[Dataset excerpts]
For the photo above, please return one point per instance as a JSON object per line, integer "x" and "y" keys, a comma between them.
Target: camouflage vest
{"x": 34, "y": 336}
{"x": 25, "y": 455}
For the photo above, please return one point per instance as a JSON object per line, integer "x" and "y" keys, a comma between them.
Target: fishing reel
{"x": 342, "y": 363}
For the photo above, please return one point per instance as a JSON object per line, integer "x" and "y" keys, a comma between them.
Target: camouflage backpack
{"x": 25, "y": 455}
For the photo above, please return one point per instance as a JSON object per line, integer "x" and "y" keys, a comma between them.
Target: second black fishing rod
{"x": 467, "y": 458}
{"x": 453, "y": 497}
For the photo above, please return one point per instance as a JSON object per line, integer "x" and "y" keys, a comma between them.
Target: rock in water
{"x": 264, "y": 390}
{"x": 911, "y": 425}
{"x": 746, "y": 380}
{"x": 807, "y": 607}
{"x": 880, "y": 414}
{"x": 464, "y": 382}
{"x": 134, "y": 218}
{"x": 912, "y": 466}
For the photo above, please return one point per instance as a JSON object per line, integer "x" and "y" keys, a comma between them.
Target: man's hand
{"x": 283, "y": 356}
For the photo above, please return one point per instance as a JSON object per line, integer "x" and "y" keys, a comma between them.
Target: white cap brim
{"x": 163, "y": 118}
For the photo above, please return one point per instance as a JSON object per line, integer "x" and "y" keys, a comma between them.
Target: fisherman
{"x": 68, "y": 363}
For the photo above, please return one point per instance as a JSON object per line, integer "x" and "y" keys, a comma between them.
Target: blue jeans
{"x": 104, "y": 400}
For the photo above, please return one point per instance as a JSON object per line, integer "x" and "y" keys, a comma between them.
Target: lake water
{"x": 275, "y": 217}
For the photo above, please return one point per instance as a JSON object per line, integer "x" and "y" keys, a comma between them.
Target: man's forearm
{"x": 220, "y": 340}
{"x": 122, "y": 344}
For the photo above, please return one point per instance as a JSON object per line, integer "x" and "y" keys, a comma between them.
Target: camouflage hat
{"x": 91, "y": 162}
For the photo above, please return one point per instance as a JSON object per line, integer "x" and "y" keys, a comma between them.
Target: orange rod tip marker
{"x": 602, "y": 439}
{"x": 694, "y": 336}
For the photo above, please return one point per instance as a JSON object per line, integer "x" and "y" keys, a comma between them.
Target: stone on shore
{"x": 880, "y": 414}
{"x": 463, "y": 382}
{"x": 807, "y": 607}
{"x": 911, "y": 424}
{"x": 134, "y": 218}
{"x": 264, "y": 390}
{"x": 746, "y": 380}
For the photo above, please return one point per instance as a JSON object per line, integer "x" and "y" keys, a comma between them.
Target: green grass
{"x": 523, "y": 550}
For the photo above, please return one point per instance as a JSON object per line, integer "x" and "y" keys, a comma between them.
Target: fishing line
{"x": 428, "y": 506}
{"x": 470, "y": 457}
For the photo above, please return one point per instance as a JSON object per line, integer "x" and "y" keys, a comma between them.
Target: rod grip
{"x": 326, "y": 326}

### PROBLEM TO SOLVE
Every entry is to be retyped word for word.

### RESPONSE
For the photo above, please return one point per instance as a JSON object per line, integer "x" and "y" keys, a comma between them.
Target: camouflage vest
{"x": 34, "y": 336}
{"x": 25, "y": 455}
For the photo above, please return one point per instance as a JSON object per line, integer "x" and "y" keys, a comma between them.
Target: fishing reel
{"x": 342, "y": 363}
For the photo above, please return one point per instance as a JSON object per line, integer "x" and "y" keys, a comma between them.
Target: camouflage backpack
{"x": 25, "y": 455}
For the photo above, please return one point per instance as a JSON object per line, integer "x" and "y" keys, a comma between them.
Target: second black fishing rod
{"x": 467, "y": 458}
{"x": 453, "y": 497}
For the photo above, please return one point per instance as a JSON object per line, integer "x" and "y" keys, a comma between them.
Target: rock in water
{"x": 264, "y": 390}
{"x": 911, "y": 425}
{"x": 746, "y": 380}
{"x": 807, "y": 607}
{"x": 880, "y": 414}
{"x": 464, "y": 382}
{"x": 134, "y": 218}
{"x": 912, "y": 466}
For the photo above, please return one point per instance as a JSON object per line, integer "x" and "y" keys, a comma between them.
Target: man's hand
{"x": 283, "y": 356}
For the photo above, please return one point per instance as a JSON object per line, integer "x" and "y" keys, a comma between them.
Target: white cap brim
{"x": 163, "y": 118}
For the photo above, please return one point per instance as a JSON object per line, integer "x" and "y" keys, a comma between them.
Target: fisherman
{"x": 68, "y": 363}
For the photo above, please return one point per instance as a JSON object per line, integer "x" and "y" keys, a comma between them.
Target: blue jeans
{"x": 104, "y": 400}
For the photo above, please return one point per instance as a JSON object per line, integer "x" and "y" keys, a comma between them.
Target: lake water
{"x": 275, "y": 217}
For the photo above, please return one point per instance as a JSON object per line, integer "x" and "y" keys, a comma between them.
Target: man's forearm
{"x": 220, "y": 340}
{"x": 122, "y": 344}
For the photo above, please return one point per instance as a JSON object per line, integer "x" and "y" keys, a comma between them.
Target: camouflage hat
{"x": 91, "y": 162}
For the photo above, please return one point per instance as a JSON object per line, integer "x" and "y" keys, a comma between them.
Target: orange rod tip marker
{"x": 602, "y": 439}
{"x": 694, "y": 336}
For the photo above, please return one point per instance as a JSON object per line, integer "x" and "y" keys, a comma between them.
Target: stone on shore
{"x": 880, "y": 414}
{"x": 463, "y": 382}
{"x": 807, "y": 607}
{"x": 911, "y": 424}
{"x": 134, "y": 218}
{"x": 264, "y": 390}
{"x": 746, "y": 380}
For the photo above, please return one point per instance as a JSON object per line, integer "x" and "y" keys, a comma between them.
Target: green grass
{"x": 523, "y": 550}
For the photo above, please return one point per instance as a JSON object per line, integer "x" and "y" keys, a comma between them.
Target: fishing line
{"x": 428, "y": 506}
{"x": 470, "y": 457}
For the photo above, please return one point per instance as a JSON object per line, integer "x" and "y" keys, a comma between them.
Target: rod grip
{"x": 326, "y": 326}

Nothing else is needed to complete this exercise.